Saved entries
★ ★ ★ ★

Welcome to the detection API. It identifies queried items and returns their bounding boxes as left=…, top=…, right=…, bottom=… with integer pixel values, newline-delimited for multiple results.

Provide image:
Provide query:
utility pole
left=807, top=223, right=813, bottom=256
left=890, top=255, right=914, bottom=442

★ ★ ★ ★

_AIM OF THE EXERCISE_: All lines above are to be transcribed exactly.

_YOUR SOLUTION_:
Welcome to the detection API. It identifies queried items and returns their bounding boxes as left=…, top=…, right=…, bottom=… with integer pixel values, newline-delimited for multiple results.

Provide image:
Provide query:
utility pole
left=807, top=223, right=813, bottom=256
left=890, top=255, right=914, bottom=442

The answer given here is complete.